>>>

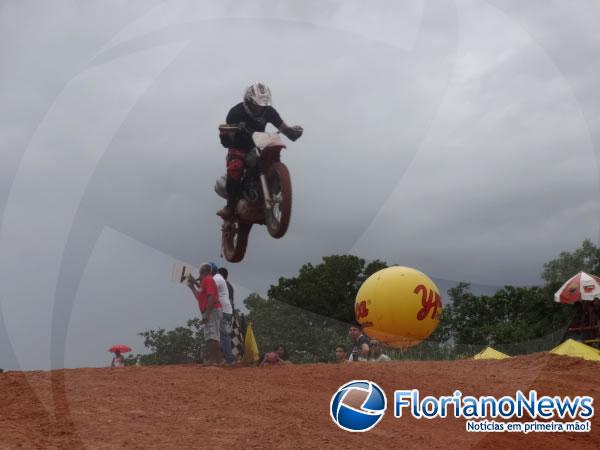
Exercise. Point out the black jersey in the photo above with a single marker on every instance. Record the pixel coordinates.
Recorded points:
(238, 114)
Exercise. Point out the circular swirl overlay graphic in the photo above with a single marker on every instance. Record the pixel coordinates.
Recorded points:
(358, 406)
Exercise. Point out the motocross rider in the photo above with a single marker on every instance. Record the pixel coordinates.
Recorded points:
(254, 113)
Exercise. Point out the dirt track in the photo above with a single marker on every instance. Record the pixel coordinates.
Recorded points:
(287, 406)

<<<
>>>

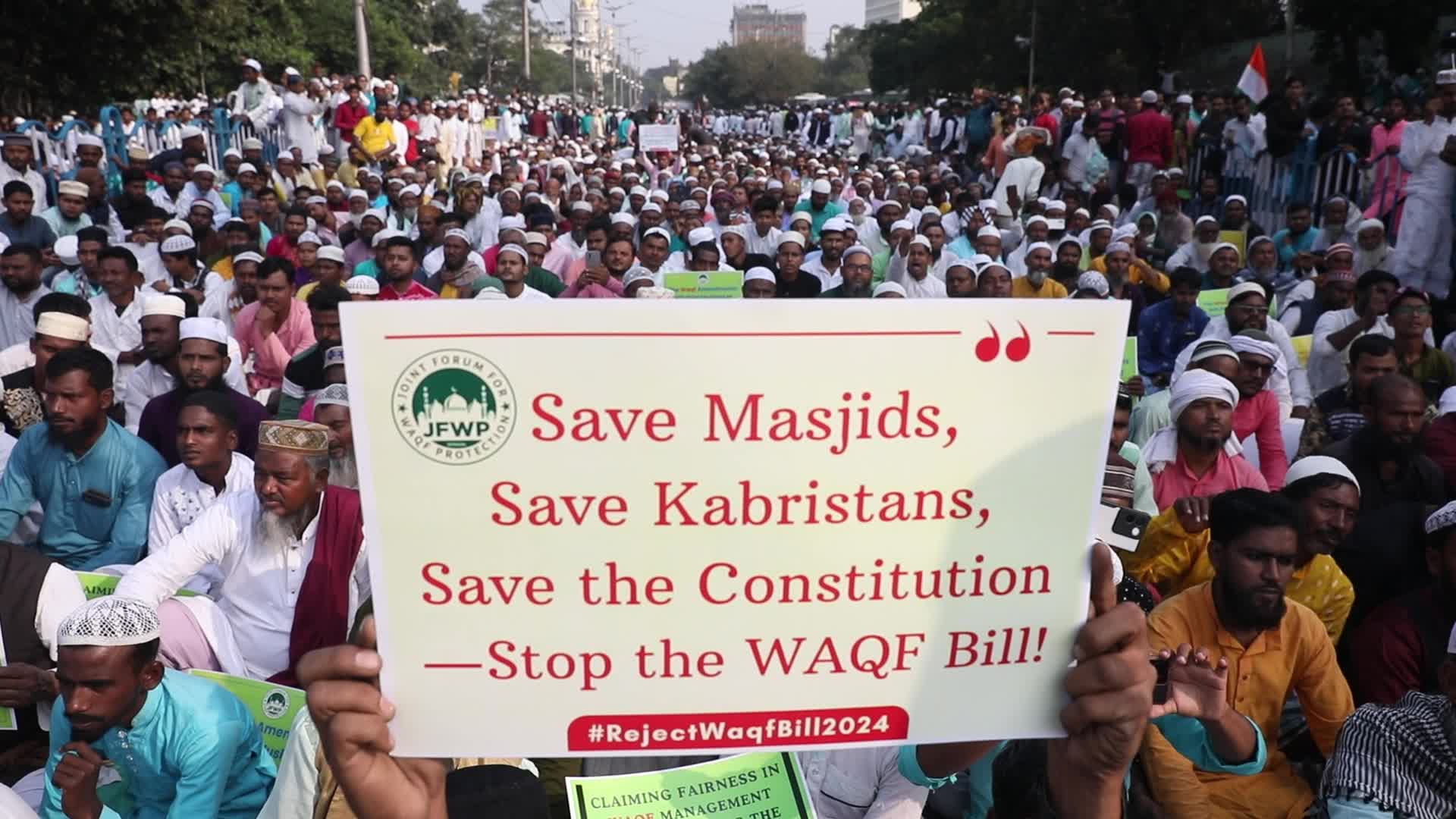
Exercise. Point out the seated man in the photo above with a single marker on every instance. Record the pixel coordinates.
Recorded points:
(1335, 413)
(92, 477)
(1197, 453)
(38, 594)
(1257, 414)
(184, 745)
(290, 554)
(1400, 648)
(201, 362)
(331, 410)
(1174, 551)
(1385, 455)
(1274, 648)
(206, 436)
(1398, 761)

<<<
>>>

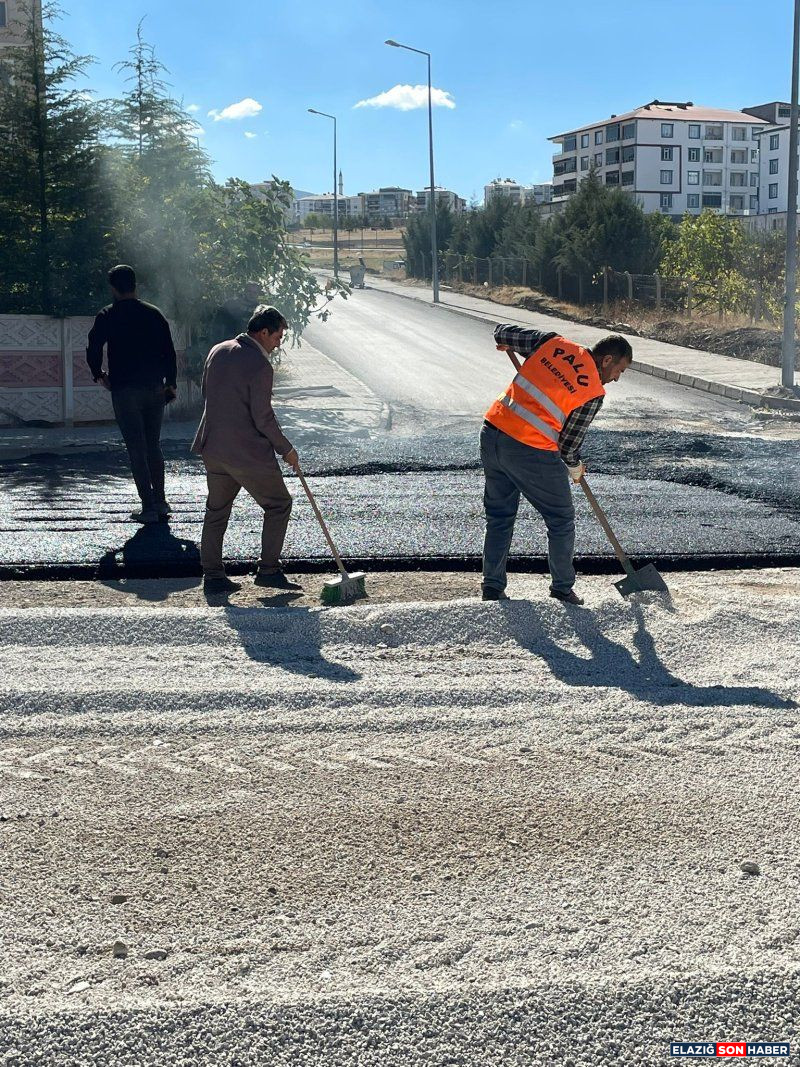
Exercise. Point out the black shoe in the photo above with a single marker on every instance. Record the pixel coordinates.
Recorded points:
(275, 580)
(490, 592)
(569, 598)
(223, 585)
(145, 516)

<<<

What you are asked to do: Search the entries for the word "black" and show every line that has it.

Problem solution:
Exercise. Point out the black jersey in the photo above with a single marker on every instance. Record the pixel coordinates.
Exercise. Point out the black shoe in the photo above with a single marker on every instance. Record the pixel coordinates.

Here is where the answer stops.